Recently the Museum of the Bible announced that an exact replica of the Liberty Bell, standing six feet tall and weighing some 3,200 pounds, was installed as its first exhibit item. When the Museum opens in November 2017, only two blocks from the National Mall in Washington, D.C., guests will be able to ring the bell and hear its original peal for themselves. It's a fitting tribute to one of our nation’s most iconic and enduring symbols of freedom.
Yet much of what we know about its history has been overshadowed by myth and legend.
In fact, when the bell arrived from England in 1752, the rim actually cracked upon the first test of its clapper. After local foundry men re-cast the bell, the tone it made was so unattractive they re-cast it yet again before it finally rang out a resonant E-flat. Contrary to legend, the twice re-cast bell did not actually ring out on July 4 , 1776 at the signing of the Declaration of Independence, nor do we even know when and how it acquired its signature crack, though that probably didn’t happen until the 1840s.
Perhaps the least known part of its history, and the most intriguing, is that it was the abolitionists who gave the Liberty Bell its famous name. The bell is inscribed with Leviticus 25:10, “Proclaim liberty throughout all the land unto all the inhabitants thereof.” The verse refers to the Year of Jubilee when slaves were to be set free in accordance with Hebrew tradition. William Lloyd Garrison, abolitionist and publisher of The Liberator, seizing upon the verse’s true context, re-printed a poem, “The Liberty Bell,” in 1844. The poem’s potent line “Ring it, til the slave be free” was a rebuke; that despite its inscription, the bell did not proclaim liberty to all the inhabitants of the land so long as slavery was allowed to persist.

Items listed in a dataset

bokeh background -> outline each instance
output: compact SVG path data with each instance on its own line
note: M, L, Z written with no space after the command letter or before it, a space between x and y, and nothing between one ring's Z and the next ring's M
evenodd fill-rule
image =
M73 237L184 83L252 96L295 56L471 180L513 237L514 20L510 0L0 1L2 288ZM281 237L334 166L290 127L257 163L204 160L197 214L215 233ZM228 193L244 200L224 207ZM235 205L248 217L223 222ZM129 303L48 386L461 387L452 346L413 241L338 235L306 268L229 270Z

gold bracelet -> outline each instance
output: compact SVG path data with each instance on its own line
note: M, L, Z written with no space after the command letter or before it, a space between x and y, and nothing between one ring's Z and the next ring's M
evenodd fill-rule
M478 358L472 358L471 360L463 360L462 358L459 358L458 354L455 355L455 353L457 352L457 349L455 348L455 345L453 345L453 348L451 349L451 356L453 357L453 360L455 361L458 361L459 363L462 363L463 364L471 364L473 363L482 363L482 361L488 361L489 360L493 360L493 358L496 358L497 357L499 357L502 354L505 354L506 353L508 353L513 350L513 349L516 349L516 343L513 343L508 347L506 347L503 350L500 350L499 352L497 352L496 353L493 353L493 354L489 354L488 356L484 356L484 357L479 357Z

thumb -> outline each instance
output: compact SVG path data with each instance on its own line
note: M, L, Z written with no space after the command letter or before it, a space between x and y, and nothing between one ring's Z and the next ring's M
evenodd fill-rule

Task set —
(A) Update the Liberty Bell text from "Recently the Museum" to "myth and legend.", swapping "replica" for "copy".
(B) Turn the paragraph of the Liberty Bell text that begins "In fact, when the bell arrived" into a short bulleted list that keeps its main facts.

Per-task outputs —
(A)
Recently the Museum of the Bible announced that an exact copy of the Liberty Bell, standing six feet tall and weighing some 3,200 pounds, was installed as its first exhibit item. When the Museum opens in November 2017, only two blocks from the National Mall in Washington, D.C., guests will be able to ring the bell and hear its original peal for themselves. It's a fitting tribute to one of our nation’s most iconic and enduring symbols of freedom.
Yet much of what we know about its history has been overshadowed by myth and legend.

(B)
- The bell arrived from England in 1752, and its rim cracked on the first test of its clapper.
- Local foundry men re-cast it. Its tone was so unattractive that they re-cast it again, and it then rang a resonant E-flat.
- Contrary to legend, it did not ring on July 4, 1776, at the signing of the Declaration of Independence.
- When and how it got its signature crack is unknown, though that probably happened in the 1840s or later.